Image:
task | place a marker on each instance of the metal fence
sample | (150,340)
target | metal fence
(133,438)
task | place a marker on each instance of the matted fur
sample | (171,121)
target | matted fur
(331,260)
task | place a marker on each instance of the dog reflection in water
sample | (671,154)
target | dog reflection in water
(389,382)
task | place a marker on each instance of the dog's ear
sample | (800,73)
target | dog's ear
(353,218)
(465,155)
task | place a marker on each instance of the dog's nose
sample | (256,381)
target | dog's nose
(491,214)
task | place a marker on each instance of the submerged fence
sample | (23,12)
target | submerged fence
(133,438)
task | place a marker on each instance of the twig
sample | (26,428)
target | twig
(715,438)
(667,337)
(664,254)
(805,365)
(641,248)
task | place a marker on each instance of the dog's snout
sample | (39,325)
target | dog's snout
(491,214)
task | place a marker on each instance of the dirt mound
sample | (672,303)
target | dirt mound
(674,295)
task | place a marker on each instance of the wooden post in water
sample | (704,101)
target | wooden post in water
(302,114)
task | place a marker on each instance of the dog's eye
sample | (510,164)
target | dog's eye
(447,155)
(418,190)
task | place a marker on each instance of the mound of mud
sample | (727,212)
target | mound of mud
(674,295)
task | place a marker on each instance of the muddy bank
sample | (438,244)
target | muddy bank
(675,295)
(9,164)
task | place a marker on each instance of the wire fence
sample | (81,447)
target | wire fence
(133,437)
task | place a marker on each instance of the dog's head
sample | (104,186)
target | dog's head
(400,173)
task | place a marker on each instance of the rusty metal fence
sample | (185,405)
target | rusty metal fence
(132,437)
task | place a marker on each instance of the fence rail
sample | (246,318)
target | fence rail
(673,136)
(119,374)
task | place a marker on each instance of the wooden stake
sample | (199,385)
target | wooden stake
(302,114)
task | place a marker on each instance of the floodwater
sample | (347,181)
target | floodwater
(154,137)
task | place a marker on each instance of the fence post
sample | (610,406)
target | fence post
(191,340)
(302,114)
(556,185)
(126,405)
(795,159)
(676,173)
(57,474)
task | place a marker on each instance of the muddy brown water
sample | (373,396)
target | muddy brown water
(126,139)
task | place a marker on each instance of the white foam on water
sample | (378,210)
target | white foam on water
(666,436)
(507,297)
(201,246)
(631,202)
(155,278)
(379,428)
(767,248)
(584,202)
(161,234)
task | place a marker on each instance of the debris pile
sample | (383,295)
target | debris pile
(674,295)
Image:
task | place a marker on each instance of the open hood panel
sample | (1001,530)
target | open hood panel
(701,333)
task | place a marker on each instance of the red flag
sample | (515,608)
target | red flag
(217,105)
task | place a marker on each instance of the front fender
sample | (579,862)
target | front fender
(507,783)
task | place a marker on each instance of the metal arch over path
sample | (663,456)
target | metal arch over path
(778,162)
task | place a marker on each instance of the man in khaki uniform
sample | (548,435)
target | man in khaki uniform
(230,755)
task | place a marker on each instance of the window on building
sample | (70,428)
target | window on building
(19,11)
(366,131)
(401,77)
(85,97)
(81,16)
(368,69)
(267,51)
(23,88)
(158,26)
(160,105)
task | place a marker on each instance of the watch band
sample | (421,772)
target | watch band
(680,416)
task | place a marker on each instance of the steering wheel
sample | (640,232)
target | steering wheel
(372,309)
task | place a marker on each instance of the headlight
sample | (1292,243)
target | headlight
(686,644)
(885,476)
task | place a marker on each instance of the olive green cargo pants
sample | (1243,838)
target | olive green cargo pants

────────

● **The exercise**:
Copy all of the material above word for word, keeping every line as it appears.

● **Exercise solution**:
Image:
task | place a marker on each instance of the metal fence
sample | (150,340)
target | metal fence
(133,438)
task | place a marker on each instance of the matted fur
sample | (171,121)
target | matted fur
(331,260)
task | place a marker on each instance of the dog reflection in water
sample | (671,154)
target | dog reflection in water
(389,382)
task | place a marker on each instance of the dog's ear
sample | (800,73)
target | dog's ear
(353,218)
(465,155)
task | place a marker on each instance of the dog's nose
sample | (256,381)
target | dog's nose
(491,214)
task | place a marker on each instance of the submerged fence
sample | (23,12)
target | submerged fence
(133,438)
task | place a marker on each instance of the twig
sample | (26,428)
target | twig
(715,438)
(667,337)
(664,254)
(805,365)
(641,248)
task | place a marker on each instance of the dog's snout
sample | (39,325)
target | dog's snout
(491,214)
task | place a marker on each instance of the dirt mound
sample | (672,303)
target | dirt mound
(674,295)
task | place a marker on each instance of the wooden post in water
sample | (704,101)
target | wooden post in water
(302,114)
task | place a marker on each instance of the dog's eye
sample | (510,164)
target | dog's eye
(447,155)
(418,190)
task | place a marker on each instance of the mound of mud
sample | (727,212)
target | mound of mud
(674,295)
task | place a marker on each instance of the muddy bank
sample | (438,244)
target | muddy bank
(675,295)
(9,164)
task | place a marker on each instance of the wire fence
sample | (81,447)
target | wire fence
(133,437)
task | place a marker on each instance of the dog's head
sample | (104,186)
target | dog's head
(400,173)
task | place a marker on each instance of the rusty metal fence
sample | (185,405)
target | rusty metal fence
(132,437)
task | place a marker on each instance of the fence rail
sample | (246,318)
target | fence rail
(673,136)
(119,374)
task | place a marker on each instance of the wooden stake
sample | (199,385)
target | wooden stake
(302,114)
task | place a marker on each instance of the floodwater
sample | (347,181)
target | floodwater
(154,137)
task | place a marker on each instance of the fence post
sample | (610,406)
target | fence post
(191,340)
(302,114)
(556,185)
(126,405)
(795,159)
(676,173)
(57,474)
task | place a marker on each instance of the muddy brown water
sample | (373,396)
target | muddy brown water
(126,139)
task | place a marker on each instance of the white foam on water
sample | (378,210)
target | white foam on water
(666,436)
(507,297)
(201,246)
(631,202)
(155,278)
(379,428)
(767,248)
(584,202)
(161,234)
task | place a marker on each instance of the debris pile
sample | (383,295)
target | debris pile
(674,295)
Image:
task | place a marker on each instance of the open hood panel
sample | (1001,530)
target | open hood panel
(701,333)
task | place a marker on each instance of the red flag
sample | (515,608)
target | red flag
(217,105)
task | place a marker on each instance of the front fender
sample | (579,862)
target | front fender
(507,783)
task | place a marker on each instance of the metal arch over path
sample | (663,456)
target | metal arch over path
(778,162)
task | place a marker on each instance of the man in khaki uniform
sample | (548,435)
target | man in khaki uniform
(230,755)
task | place a marker on each instance of the window on building
sample | (70,428)
target | window on building
(19,11)
(366,131)
(401,77)
(85,97)
(81,16)
(368,69)
(267,51)
(23,88)
(158,26)
(160,105)
task | place a marker on each instance of the watch band
sample | (421,772)
target | watch band
(680,416)
task | place a marker on each instance of the steering wheel
sample | (640,232)
target | steering wheel
(372,309)
task | place a marker on each instance of the headlight
sample | (1292,243)
target | headlight
(686,644)
(885,476)
task | place a marker on each instance of the olive green cargo pants
sample | (1243,838)
target | olive green cargo pants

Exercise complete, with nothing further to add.